┌─ Supplied material

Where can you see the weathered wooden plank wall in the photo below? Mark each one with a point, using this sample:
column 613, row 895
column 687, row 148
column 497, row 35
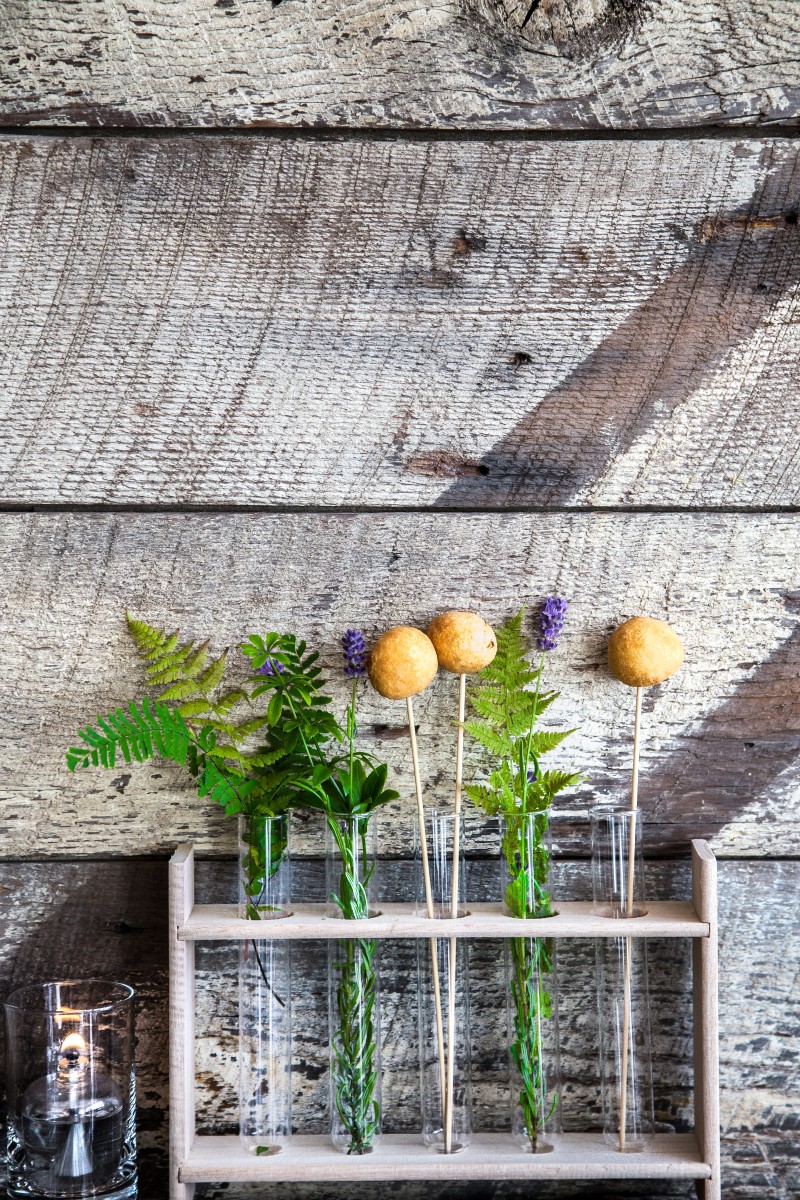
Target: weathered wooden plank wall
column 588, row 64
column 214, row 322
column 722, row 738
column 407, row 322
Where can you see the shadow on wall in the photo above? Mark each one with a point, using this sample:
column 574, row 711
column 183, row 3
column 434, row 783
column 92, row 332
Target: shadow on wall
column 740, row 264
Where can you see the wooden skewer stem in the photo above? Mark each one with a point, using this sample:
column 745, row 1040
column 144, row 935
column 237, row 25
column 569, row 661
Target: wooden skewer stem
column 629, row 912
column 428, row 903
column 453, row 941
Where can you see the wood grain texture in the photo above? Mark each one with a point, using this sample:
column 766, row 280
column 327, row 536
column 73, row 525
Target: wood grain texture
column 118, row 925
column 392, row 323
column 584, row 64
column 666, row 918
column 720, row 742
column 403, row 1158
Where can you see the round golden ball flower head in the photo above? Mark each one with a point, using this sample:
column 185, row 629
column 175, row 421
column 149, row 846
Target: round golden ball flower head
column 464, row 641
column 402, row 663
column 644, row 652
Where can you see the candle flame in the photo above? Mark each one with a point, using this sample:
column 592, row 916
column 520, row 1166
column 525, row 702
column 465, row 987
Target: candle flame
column 72, row 1043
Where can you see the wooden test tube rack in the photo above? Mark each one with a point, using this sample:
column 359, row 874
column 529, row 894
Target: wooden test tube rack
column 578, row 1156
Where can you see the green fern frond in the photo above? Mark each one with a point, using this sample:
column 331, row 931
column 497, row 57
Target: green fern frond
column 144, row 731
column 191, row 681
column 509, row 701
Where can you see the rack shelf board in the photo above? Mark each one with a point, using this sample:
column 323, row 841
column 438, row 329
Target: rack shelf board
column 312, row 1159
column 402, row 1157
column 663, row 918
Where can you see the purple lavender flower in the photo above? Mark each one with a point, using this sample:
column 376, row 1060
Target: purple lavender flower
column 271, row 667
column 354, row 648
column 551, row 623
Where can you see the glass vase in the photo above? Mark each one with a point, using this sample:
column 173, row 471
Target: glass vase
column 531, row 987
column 264, row 987
column 443, row 997
column 354, row 1009
column 71, row 1091
column 623, row 997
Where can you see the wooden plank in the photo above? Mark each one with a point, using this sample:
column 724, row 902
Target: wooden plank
column 403, row 1157
column 181, row 1023
column 663, row 918
column 721, row 738
column 589, row 64
column 492, row 324
column 118, row 922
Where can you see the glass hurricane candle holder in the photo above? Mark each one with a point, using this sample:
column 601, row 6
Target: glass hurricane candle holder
column 353, row 988
column 71, row 1128
column 443, row 997
column 531, row 985
column 264, row 987
column 623, row 995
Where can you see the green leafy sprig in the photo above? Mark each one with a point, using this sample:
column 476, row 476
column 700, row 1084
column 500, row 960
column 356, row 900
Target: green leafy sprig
column 509, row 700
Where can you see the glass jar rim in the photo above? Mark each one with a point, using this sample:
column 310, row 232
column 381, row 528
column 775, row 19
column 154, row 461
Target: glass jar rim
column 37, row 989
column 613, row 810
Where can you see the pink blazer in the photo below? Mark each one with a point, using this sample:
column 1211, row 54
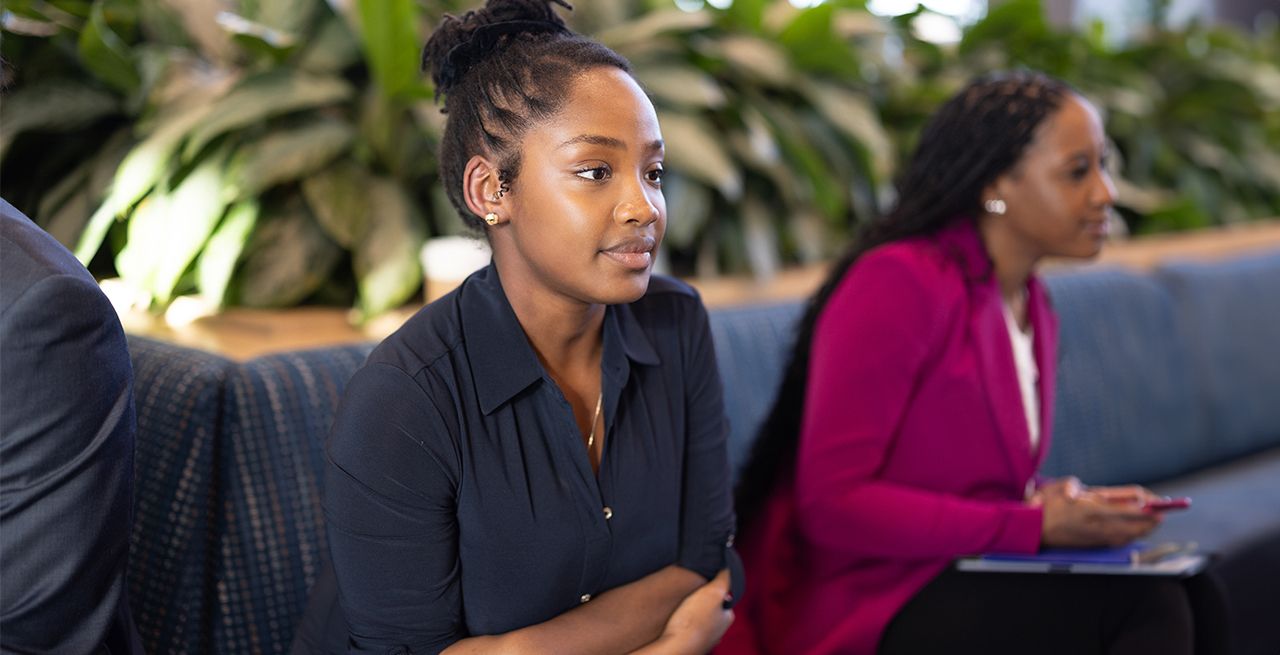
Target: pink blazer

└─

--- Problem details ---
Whenever a line of the data includes the word "below", show that line in full.

--- Answer box ---
Where can you see the weathered wooden plank wall in the photo below? Mark each one with a point, using this sample:
Where can you see the pink blazer in the photo below? Mark each one with a point, using this sample:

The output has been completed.